((

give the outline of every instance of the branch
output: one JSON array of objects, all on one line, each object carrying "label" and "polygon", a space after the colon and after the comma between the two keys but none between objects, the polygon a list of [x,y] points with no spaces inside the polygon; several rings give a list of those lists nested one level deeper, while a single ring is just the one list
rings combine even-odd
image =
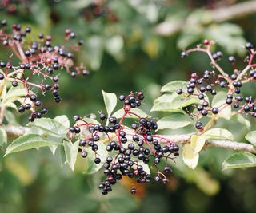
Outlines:
[{"label": "branch", "polygon": [[[207,23],[223,22],[231,19],[244,17],[256,12],[256,1],[248,1],[233,6],[205,10]],[[202,15],[204,16],[204,15]],[[156,26],[154,31],[162,36],[170,36],[181,31],[186,25],[195,20],[191,20],[189,16],[186,21],[177,22],[177,20],[166,21]]]},{"label": "branch", "polygon": [[[23,135],[26,135],[30,132],[30,128],[26,127],[21,127],[21,126],[5,126],[5,130],[8,136],[12,137],[18,137]],[[177,144],[184,144],[186,143],[190,143],[190,136],[192,134],[184,134],[184,135],[173,135],[173,136],[165,136],[165,135],[157,135],[160,137],[164,137],[166,140],[170,140]],[[116,136],[113,135],[110,136],[110,140],[113,137]],[[108,139],[107,140],[109,140]],[[242,142],[236,142],[231,140],[206,140],[206,147],[216,147],[216,148],[222,148],[227,149],[232,149],[235,151],[241,151],[241,152],[249,152],[250,153],[256,154],[256,148],[254,145]]]},{"label": "branch", "polygon": [[[174,135],[174,136],[159,136],[170,140],[177,144],[186,144],[190,140],[190,136],[192,134],[186,135]],[[216,148],[222,148],[227,149],[232,149],[235,151],[240,152],[249,152],[250,153],[256,154],[256,148],[253,144],[231,141],[231,140],[206,140],[206,147],[216,147]]]},{"label": "branch", "polygon": [[11,137],[19,137],[30,132],[30,128],[22,126],[8,125],[5,126],[4,128],[6,131],[7,136]]}]

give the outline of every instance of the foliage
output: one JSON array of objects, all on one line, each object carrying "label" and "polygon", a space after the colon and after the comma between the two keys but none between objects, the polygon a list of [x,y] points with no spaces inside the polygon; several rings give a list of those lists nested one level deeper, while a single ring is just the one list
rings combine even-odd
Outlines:
[{"label": "foliage", "polygon": [[[8,2],[17,4],[17,1]],[[226,111],[220,111],[216,116],[218,122],[215,123],[214,118],[214,125],[202,132],[194,128],[196,119],[190,117],[187,112],[197,113],[194,107],[198,105],[200,101],[191,97],[181,98],[176,94],[177,89],[182,88],[186,91],[186,79],[194,72],[191,70],[198,70],[198,75],[202,76],[201,70],[213,69],[211,65],[208,65],[207,59],[200,53],[181,61],[178,54],[180,49],[183,50],[206,37],[209,41],[217,41],[216,47],[211,46],[214,53],[222,49],[223,53],[243,55],[247,53],[242,47],[246,38],[255,41],[251,34],[254,27],[254,16],[238,22],[227,20],[222,23],[216,22],[209,18],[209,14],[214,10],[208,10],[216,6],[204,5],[198,10],[196,7],[201,6],[199,2],[191,2],[189,6],[187,1],[172,1],[170,5],[167,5],[169,1],[161,1],[159,3],[155,1],[107,1],[94,7],[99,8],[99,11],[106,12],[100,15],[94,13],[98,10],[94,11],[94,8],[90,7],[90,1],[61,1],[58,3],[55,1],[21,2],[30,3],[26,6],[18,4],[18,6],[13,12],[6,12],[0,5],[0,14],[6,18],[8,17],[9,22],[31,26],[31,40],[37,39],[38,34],[43,31],[46,34],[50,33],[53,41],[57,41],[57,45],[62,37],[61,32],[66,26],[72,26],[78,37],[85,39],[82,51],[77,54],[74,61],[83,61],[90,69],[99,69],[99,72],[93,73],[86,80],[77,78],[74,81],[65,76],[62,70],[59,81],[59,90],[62,95],[61,105],[54,107],[49,98],[42,97],[45,106],[51,108],[47,116],[55,117],[36,119],[33,123],[29,123],[25,130],[21,128],[21,133],[24,133],[24,130],[29,134],[28,137],[32,136],[31,140],[26,140],[30,141],[28,144],[24,143],[23,147],[15,147],[15,140],[22,142],[23,136],[14,138],[14,135],[10,135],[10,128],[15,125],[20,128],[21,124],[26,124],[24,120],[26,116],[20,116],[15,111],[19,106],[17,101],[20,101],[20,97],[26,93],[21,85],[14,88],[6,84],[6,87],[1,89],[1,98],[6,100],[1,99],[1,105],[2,106],[4,104],[7,108],[0,128],[2,152],[8,147],[11,152],[20,148],[32,148],[10,155],[7,152],[8,155],[1,160],[0,181],[3,187],[1,187],[2,202],[0,205],[2,211],[15,212],[19,208],[19,212],[36,212],[39,209],[42,212],[57,212],[65,208],[72,212],[131,212],[142,205],[140,212],[165,212],[169,205],[178,211],[210,212],[222,211],[214,200],[225,199],[234,212],[238,212],[242,207],[246,209],[243,211],[254,212],[254,206],[250,199],[254,197],[254,168],[222,172],[222,168],[254,166],[254,154],[210,148],[208,140],[223,143],[226,140],[237,140],[246,142],[248,145],[250,143],[254,144],[255,120],[248,115],[232,115],[230,112],[234,112],[234,108],[230,110],[226,107]],[[184,22],[186,25],[174,35],[170,34],[170,37],[163,36],[158,30],[162,24],[175,26]],[[7,61],[9,55],[6,53],[9,50],[2,45],[0,48],[1,60]],[[237,69],[242,70],[244,64],[238,57],[236,59]],[[16,59],[14,61],[18,65]],[[230,76],[233,73],[234,69],[230,69],[233,65],[230,65],[225,57],[220,65]],[[254,95],[251,88],[254,85],[251,83],[243,86],[245,97]],[[165,84],[166,86],[161,89],[164,94],[161,95],[160,85]],[[146,100],[143,102],[146,104],[142,104],[141,108],[132,108],[130,112],[140,117],[157,117],[158,135],[170,136],[171,140],[174,140],[175,136],[189,136],[186,140],[189,140],[190,143],[186,142],[181,147],[183,148],[182,152],[188,152],[192,156],[198,158],[198,160],[193,160],[194,157],[190,158],[190,155],[185,154],[184,161],[186,159],[189,160],[190,163],[188,164],[192,164],[190,165],[195,168],[194,170],[185,166],[182,157],[178,156],[175,159],[177,165],[173,163],[170,164],[174,173],[166,176],[170,182],[165,187],[161,184],[151,183],[147,184],[146,188],[145,185],[138,186],[130,179],[124,179],[120,182],[121,186],[118,184],[114,187],[111,195],[99,195],[97,187],[102,179],[101,172],[94,172],[101,170],[103,164],[94,163],[94,152],[88,151],[86,159],[77,155],[78,152],[81,153],[82,148],[78,146],[80,139],[70,140],[70,133],[67,130],[70,127],[69,117],[74,113],[86,113],[86,120],[95,124],[98,123],[95,120],[98,111],[110,112],[109,116],[112,114],[118,120],[122,118],[123,108],[119,104],[112,112],[114,106],[104,108],[102,104],[108,101],[105,97],[102,101],[102,89],[113,91],[117,95],[129,93],[127,91],[131,89],[144,90]],[[213,106],[219,107],[225,101],[225,93],[218,92],[217,96],[214,97],[214,100],[211,95],[208,98]],[[6,98],[6,93],[9,93],[8,98]],[[42,98],[42,96],[39,97]],[[153,100],[154,105],[150,113]],[[88,112],[94,114],[88,115]],[[58,116],[61,114],[67,116]],[[136,120],[134,114],[127,115],[125,126],[130,127]],[[209,120],[203,118],[202,123],[205,126]],[[71,127],[77,124],[70,123]],[[34,135],[35,138],[33,137]],[[46,148],[40,148],[39,152],[33,150],[42,145],[48,146],[54,156],[50,156],[50,152]],[[103,152],[106,151],[105,146],[99,145],[99,149]],[[63,167],[59,168],[60,164],[63,164]],[[67,166],[74,169],[74,172],[71,172]],[[94,175],[84,176],[83,172]],[[129,196],[126,188],[134,187],[138,191],[136,196],[132,198]],[[146,191],[148,193],[145,193]],[[23,199],[22,194],[18,191],[22,191],[22,196],[27,195],[28,199],[31,196],[34,203]],[[230,197],[224,197],[225,193]],[[250,193],[250,195],[248,193]],[[234,196],[231,195],[235,195],[238,199],[232,200],[231,197]],[[137,200],[138,197],[143,198],[142,201]],[[152,202],[158,203],[157,209],[151,205]],[[239,203],[239,207],[235,207],[234,203]]]}]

))

[Job]
Pick out every line of the material above that contains the word "give" and copy each of those lines in full.

[Reply]
give the outline of every instance of the branch
output: one JSON array of objects, all on one line, each object carrying "label" and "polygon", a space after the colon and after the comma between the two keys but none between objects, the polygon a list of [x,y] points with no spaces inside the polygon; several rings give a list of those lists nested one level deeper, while a single ring is just the one list
give the outline of every instance of the foliage
output: one JSON array of objects, all on one line, each object carrying "label" and "polygon", a space after the colon and after the comma between the two keys but none between objects, the polygon a list of [x,y] points with no spaces inside the polygon; several rings give a list of those lists nested one level deeper, while a single ring is just the one list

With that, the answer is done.